> **Supplied text**
::::::::::

Perhaps even ahead of his time, Seci started the Suva Development Club. Stemming from his then role as a Development Officer at Cricket Fiji, Seci brought together the best budding young cricketers in Suva at the time, trained them and got them to play as a team in the Suva club competition. Similar to the initiative current Cricket Fiji High Performance Manager, Joe Rika, has reinstated, Seci’s original idea was like a primitive Junior High Performance Program, for kids who wanted to take their cricket more seriously than just a hit in the park once a week.
Seci still believes that this elite program approach is the surest way to keep athletes with exceptional abilities in their respective sports. But he cites several major, yet avoidable, roadblocks that are holding back many so-called ‘minor’ Fijian sports, like cricket.
“I think the commitment to the game is not the same as it was in our days,” Seci explains. “In our days we wanted to play because of the love of the game. I don’t see that so much now…”
For all sports, Seci says it’s the range of activities on offer for modern-day children that makes it difficult for them to commit, but for cricket in particular, the popularity of the shortened codes means that young cricketers don’t learn the patience that is so sought after in the game’s traditional form. Both international Twenty20 cricket and traditional village cricket, as is played in the outer islands of Fiji, encourage big hitting and no blocking – otherwise it is ‘boring’ for the onlookers.
“They want explosive – come in for a short time and bang, bang, bang, bang, bang,” said Seci of the upcoming breed of Fijian cricketers. “It was hard enough keeping them there all day, from 10 o’clock until 6 o’clock in the afternoon, when we were playing cricket…but now kids come in for 20 overs…(and) you can’t keep them. You’ve (got to) tell the batsman ‘stay there until the cows come home’.”
Seci continued on comparing the vast difference of the sporting landscape in Fiji now to how it was 40-odd years ago.
“Today the kids have got so many other sports (to choose from)…so they don’t know which sports to do,” Seci continued, saying that sporting federations shouldn’t just identify kids who would be good at their sport, but rather identify which sport would best suit the individual child. “That’s what’s happening now – mass production. We’ve got to get the right person…you might have the action that is correct for cricket, (but) there’s no point trying t to play if your heart is not in it. You’ve got to tell the kid, ‘yes, your action is good for this…but I think you will excel in this because your head is right for that’.
Additionally Seci pointed out that just because someone has an athletic build, it doesn’t mean that they will naturally have the talent to excel at any sport they choose.
“Just because somebody’s fast and they can run, doesn’t mean they’ll be a good winger for rugby…if he can’t catch the ball but he can run fast…well there’s no use running without the ball. So like in cricket, he might be a big boy who can hit, but there’s no use hitting the wind…you have to hit the ball. You have to have the right mind on the right body for the right purpose.”

::::::::::

> **Source records**

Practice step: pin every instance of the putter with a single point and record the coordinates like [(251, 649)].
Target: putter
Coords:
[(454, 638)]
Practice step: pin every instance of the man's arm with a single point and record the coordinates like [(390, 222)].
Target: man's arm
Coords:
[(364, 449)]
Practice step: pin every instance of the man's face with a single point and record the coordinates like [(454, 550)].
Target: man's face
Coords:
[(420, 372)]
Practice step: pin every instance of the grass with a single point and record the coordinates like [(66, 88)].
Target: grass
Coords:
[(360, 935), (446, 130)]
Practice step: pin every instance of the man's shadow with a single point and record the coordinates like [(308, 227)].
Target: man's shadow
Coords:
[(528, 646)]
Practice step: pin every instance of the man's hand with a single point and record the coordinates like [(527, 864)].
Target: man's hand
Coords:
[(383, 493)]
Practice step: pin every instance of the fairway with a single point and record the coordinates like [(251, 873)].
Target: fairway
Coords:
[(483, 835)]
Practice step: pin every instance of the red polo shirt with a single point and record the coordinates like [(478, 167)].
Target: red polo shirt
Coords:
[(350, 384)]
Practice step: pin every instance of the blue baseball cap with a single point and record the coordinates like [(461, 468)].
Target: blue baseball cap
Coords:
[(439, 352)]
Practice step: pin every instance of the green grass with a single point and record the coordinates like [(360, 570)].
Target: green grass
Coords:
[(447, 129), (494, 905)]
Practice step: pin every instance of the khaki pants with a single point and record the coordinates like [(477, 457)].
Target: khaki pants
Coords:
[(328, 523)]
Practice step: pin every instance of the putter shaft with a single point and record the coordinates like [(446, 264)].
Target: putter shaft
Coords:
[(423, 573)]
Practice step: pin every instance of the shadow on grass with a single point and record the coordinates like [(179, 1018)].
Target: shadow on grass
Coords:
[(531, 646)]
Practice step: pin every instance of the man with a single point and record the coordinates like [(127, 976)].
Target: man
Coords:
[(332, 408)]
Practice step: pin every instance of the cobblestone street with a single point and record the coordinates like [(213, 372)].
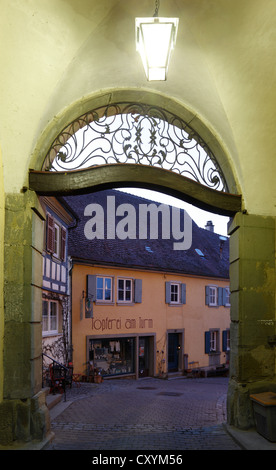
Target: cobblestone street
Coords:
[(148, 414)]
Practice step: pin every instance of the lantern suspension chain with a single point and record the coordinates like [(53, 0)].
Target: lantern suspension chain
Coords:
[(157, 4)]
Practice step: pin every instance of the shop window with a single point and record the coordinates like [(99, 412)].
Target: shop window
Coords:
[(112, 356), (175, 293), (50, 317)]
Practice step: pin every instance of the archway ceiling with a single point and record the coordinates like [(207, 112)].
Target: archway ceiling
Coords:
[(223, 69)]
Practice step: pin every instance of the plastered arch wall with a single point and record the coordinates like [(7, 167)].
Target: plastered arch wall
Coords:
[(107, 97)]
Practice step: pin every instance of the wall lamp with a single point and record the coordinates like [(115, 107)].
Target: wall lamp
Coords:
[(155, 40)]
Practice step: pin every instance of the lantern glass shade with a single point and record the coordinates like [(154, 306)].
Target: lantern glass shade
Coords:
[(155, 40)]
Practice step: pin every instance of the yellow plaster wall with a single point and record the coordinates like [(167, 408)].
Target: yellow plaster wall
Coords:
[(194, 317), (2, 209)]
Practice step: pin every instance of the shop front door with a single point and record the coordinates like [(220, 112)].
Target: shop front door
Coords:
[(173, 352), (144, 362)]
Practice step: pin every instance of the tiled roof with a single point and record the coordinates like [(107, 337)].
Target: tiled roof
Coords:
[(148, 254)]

::::::::::

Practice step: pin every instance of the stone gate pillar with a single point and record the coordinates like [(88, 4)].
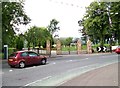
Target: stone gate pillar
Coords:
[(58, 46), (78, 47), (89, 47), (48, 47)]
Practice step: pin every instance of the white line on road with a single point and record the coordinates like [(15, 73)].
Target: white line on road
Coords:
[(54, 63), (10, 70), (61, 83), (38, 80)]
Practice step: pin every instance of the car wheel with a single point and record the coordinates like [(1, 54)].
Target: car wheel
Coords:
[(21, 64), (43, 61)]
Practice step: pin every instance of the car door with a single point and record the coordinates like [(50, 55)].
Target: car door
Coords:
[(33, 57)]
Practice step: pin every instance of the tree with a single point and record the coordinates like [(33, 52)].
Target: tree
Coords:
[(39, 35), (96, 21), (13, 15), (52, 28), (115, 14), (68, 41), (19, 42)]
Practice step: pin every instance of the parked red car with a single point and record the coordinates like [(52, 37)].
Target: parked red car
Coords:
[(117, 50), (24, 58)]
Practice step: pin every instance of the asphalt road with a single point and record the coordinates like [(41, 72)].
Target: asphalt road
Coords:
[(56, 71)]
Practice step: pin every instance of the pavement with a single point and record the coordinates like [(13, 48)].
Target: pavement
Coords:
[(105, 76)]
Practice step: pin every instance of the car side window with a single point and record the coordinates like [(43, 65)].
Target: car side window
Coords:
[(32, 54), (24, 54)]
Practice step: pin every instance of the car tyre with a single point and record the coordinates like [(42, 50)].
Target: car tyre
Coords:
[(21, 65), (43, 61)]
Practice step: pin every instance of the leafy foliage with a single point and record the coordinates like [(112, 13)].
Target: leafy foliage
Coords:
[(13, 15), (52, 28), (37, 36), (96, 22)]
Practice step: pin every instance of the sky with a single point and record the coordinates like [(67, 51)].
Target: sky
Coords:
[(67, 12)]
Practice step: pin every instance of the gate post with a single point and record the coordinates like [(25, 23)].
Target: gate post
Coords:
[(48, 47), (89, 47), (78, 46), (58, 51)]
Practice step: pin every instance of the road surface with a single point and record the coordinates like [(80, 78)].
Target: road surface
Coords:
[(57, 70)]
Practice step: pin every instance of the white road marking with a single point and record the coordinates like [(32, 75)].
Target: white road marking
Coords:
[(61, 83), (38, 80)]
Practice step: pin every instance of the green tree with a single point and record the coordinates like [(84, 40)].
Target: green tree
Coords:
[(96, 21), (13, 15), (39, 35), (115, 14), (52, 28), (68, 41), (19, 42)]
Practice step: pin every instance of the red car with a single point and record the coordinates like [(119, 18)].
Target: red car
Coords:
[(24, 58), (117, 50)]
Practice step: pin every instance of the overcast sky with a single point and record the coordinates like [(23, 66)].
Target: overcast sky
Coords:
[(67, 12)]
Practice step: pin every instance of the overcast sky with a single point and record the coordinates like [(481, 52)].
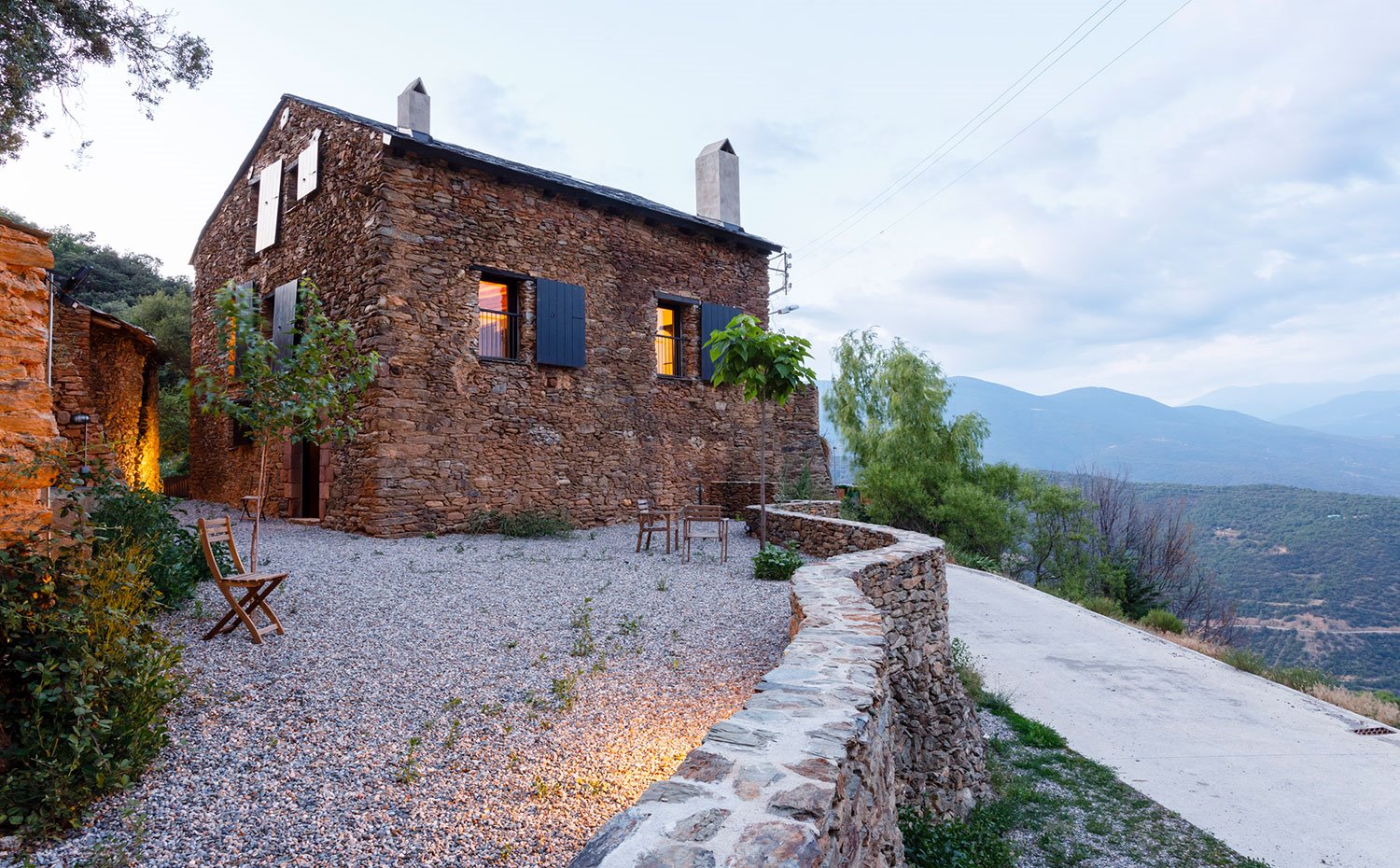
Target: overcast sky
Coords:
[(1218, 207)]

::::::::::

> **Assigned task**
Could you output the passage on Seci and Fijian cricket word for word, starting with "Additionally Seci pointed" and going on through "sport they choose."? None of the data is needed.

> **Result of this exercise**
Additionally Seci pointed out that just because someone has an athletic build, it doesn’t mean that they will naturally have the talent to excel at any sport they choose.